§ **Records in a dataset**:

-*-*-

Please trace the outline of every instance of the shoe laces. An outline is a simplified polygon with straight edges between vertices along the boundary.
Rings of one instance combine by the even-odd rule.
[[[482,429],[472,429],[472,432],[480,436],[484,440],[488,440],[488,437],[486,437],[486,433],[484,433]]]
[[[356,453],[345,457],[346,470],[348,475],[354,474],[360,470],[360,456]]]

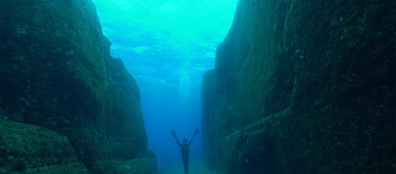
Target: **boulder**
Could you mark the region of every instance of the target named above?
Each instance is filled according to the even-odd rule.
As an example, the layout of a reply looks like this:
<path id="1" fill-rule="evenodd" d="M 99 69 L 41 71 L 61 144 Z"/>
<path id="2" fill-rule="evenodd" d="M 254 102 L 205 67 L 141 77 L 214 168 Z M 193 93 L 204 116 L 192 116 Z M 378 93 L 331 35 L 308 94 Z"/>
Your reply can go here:
<path id="1" fill-rule="evenodd" d="M 216 168 L 231 174 L 396 172 L 395 7 L 386 0 L 240 0 L 216 50 Z M 263 122 L 264 130 L 240 133 Z M 251 156 L 266 153 L 260 147 L 268 153 Z"/>

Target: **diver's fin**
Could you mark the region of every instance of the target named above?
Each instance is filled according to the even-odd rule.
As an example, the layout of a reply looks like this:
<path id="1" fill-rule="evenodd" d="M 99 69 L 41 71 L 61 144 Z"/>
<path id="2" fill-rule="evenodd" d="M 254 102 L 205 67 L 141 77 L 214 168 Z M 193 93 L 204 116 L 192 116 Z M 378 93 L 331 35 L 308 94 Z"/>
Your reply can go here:
<path id="1" fill-rule="evenodd" d="M 195 132 L 194 132 L 194 138 L 195 138 L 195 136 L 197 136 L 197 134 L 198 134 L 198 132 L 199 132 L 199 130 L 198 130 L 198 129 L 195 129 Z"/>
<path id="2" fill-rule="evenodd" d="M 173 138 L 175 138 L 175 139 L 176 140 L 176 141 L 178 141 L 179 140 L 177 140 L 177 137 L 176 136 L 176 132 L 175 132 L 175 131 L 172 130 L 172 132 L 171 132 L 171 134 L 172 134 L 172 136 L 173 136 Z"/>

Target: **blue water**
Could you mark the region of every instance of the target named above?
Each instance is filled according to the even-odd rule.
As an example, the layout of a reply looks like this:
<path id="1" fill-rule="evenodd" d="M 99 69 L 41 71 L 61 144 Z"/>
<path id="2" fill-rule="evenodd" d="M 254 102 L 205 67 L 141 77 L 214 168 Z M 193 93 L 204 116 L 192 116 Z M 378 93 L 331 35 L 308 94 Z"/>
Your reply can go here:
<path id="1" fill-rule="evenodd" d="M 137 83 L 148 139 L 158 165 L 182 164 L 180 141 L 200 130 L 202 75 L 214 68 L 216 47 L 238 0 L 93 0 L 113 57 Z M 201 161 L 201 134 L 190 146 Z"/>

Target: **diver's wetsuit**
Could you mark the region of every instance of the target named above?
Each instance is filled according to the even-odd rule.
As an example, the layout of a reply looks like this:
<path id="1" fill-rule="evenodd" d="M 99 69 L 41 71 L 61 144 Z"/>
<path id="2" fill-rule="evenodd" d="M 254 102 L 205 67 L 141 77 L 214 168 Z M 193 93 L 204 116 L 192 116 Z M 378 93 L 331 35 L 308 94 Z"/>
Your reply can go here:
<path id="1" fill-rule="evenodd" d="M 180 147 L 181 147 L 180 151 L 181 152 L 181 155 L 183 159 L 183 164 L 184 164 L 184 172 L 186 174 L 188 173 L 188 160 L 190 159 L 188 156 L 190 149 L 188 147 L 190 147 L 190 144 L 191 143 L 193 140 L 194 140 L 193 138 L 191 139 L 188 144 L 183 143 L 183 144 L 180 144 L 179 142 L 177 142 L 177 144 L 180 146 Z"/>

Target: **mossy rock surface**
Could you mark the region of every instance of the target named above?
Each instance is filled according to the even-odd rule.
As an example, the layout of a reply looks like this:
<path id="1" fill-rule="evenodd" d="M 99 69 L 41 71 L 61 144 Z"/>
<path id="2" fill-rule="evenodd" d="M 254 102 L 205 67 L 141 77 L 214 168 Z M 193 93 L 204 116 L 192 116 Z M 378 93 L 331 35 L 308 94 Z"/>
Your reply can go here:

-*-*-

§ **Written problem**:
Please return all of the lines above word for word, leaving out the pictures.

§ **Solution to this exercise**:
Please trace the outline of every instance of the shoe laces. An outline is a simplified polygon with straight edges between vertices along the boundary.
Rings of one instance combine by the even-odd rule.
[[[482,429],[472,429],[472,432],[480,436],[484,440],[488,440],[488,437],[486,437],[486,433],[484,433]]]
[[[356,453],[345,457],[346,470],[348,475],[354,474],[360,470],[360,456]]]

Target: **boulder**
Could you mark the region of every instance of the target named above?
Each instance is filled according to the even-odd rule.
As an example, the layout of a reply looks like this:
<path id="1" fill-rule="evenodd" d="M 99 69 L 41 71 L 61 144 Z"/>
<path id="2" fill-rule="evenodd" d="M 254 102 L 205 67 L 141 77 L 214 168 Z M 193 93 L 204 116 L 192 116 Z M 378 93 L 331 35 L 308 94 Z"/>
Your reply can go here:
<path id="1" fill-rule="evenodd" d="M 216 168 L 231 174 L 396 172 L 395 7 L 386 0 L 240 0 L 216 50 Z M 263 122 L 264 130 L 240 133 Z M 251 156 L 266 153 L 260 147 L 268 153 Z"/>

Target: **diver's fin**
Could you mark the region of every instance of the target named above?
Each instance is filled according to the even-odd rule.
As an example, the layout of a reply looks like this:
<path id="1" fill-rule="evenodd" d="M 99 69 L 41 71 L 61 144 Z"/>
<path id="2" fill-rule="evenodd" d="M 254 102 L 205 67 L 141 77 L 214 168 Z M 193 93 L 204 116 L 192 116 Z M 378 93 L 331 35 L 308 94 Z"/>
Your reply can go here:
<path id="1" fill-rule="evenodd" d="M 195 132 L 194 132 L 194 138 L 195 138 L 195 136 L 197 136 L 197 134 L 198 134 L 198 132 L 199 132 L 199 130 L 198 130 L 198 129 L 195 129 Z"/>
<path id="2" fill-rule="evenodd" d="M 173 138 L 175 138 L 175 139 L 176 140 L 176 141 L 178 141 L 179 140 L 177 140 L 177 137 L 176 136 L 176 132 L 175 132 L 175 131 L 172 130 L 172 132 L 171 132 L 171 134 L 172 134 L 172 136 L 173 136 Z"/>

Target: **blue water**
Could you mark the region of every instance of the target named above?
Each instance is filled according to the even-odd rule.
As an example, the layout of a reply looks like this:
<path id="1" fill-rule="evenodd" d="M 99 69 L 41 71 L 61 144 Z"/>
<path id="2" fill-rule="evenodd" d="M 254 102 L 205 67 L 141 77 L 214 168 Z M 193 93 L 204 116 L 192 116 Z M 378 93 L 331 35 L 308 94 Z"/>
Your reply can go here:
<path id="1" fill-rule="evenodd" d="M 137 83 L 148 139 L 158 165 L 182 164 L 180 141 L 200 130 L 202 75 L 214 68 L 216 47 L 238 0 L 93 0 L 113 57 Z M 201 161 L 201 134 L 190 146 Z"/>

Target: **diver's wetsuit**
Could you mark the region of every instance of the target named above?
Each instance is filled according to the even-odd rule.
As an example, the layout of a reply looks like this:
<path id="1" fill-rule="evenodd" d="M 99 69 L 41 71 L 61 144 Z"/>
<path id="2" fill-rule="evenodd" d="M 254 102 L 205 67 L 141 77 L 214 168 Z M 193 93 L 204 116 L 192 116 Z M 378 93 L 331 35 L 308 94 Z"/>
Your reply can go here:
<path id="1" fill-rule="evenodd" d="M 180 147 L 181 147 L 180 151 L 181 152 L 181 155 L 183 159 L 183 164 L 184 164 L 184 172 L 186 174 L 188 173 L 188 160 L 190 159 L 188 156 L 190 149 L 188 147 L 190 147 L 190 144 L 191 143 L 193 140 L 194 140 L 193 138 L 191 139 L 188 144 L 183 143 L 183 144 L 180 144 L 179 142 L 177 142 L 177 144 L 180 146 Z"/>

Target: **mossy rock surface**
Could you mark the region of every instance of the target named above?
Each instance is filled according to the even-odd rule.
As an example, the layout of a reply looks like this:
<path id="1" fill-rule="evenodd" d="M 99 69 L 41 71 L 61 144 Z"/>
<path id="2" fill-rule="evenodd" d="M 254 102 L 205 67 L 141 77 L 214 168 Z M 193 93 L 204 116 L 192 116 Z M 378 93 L 331 35 L 308 94 Z"/>
Your reply can go here:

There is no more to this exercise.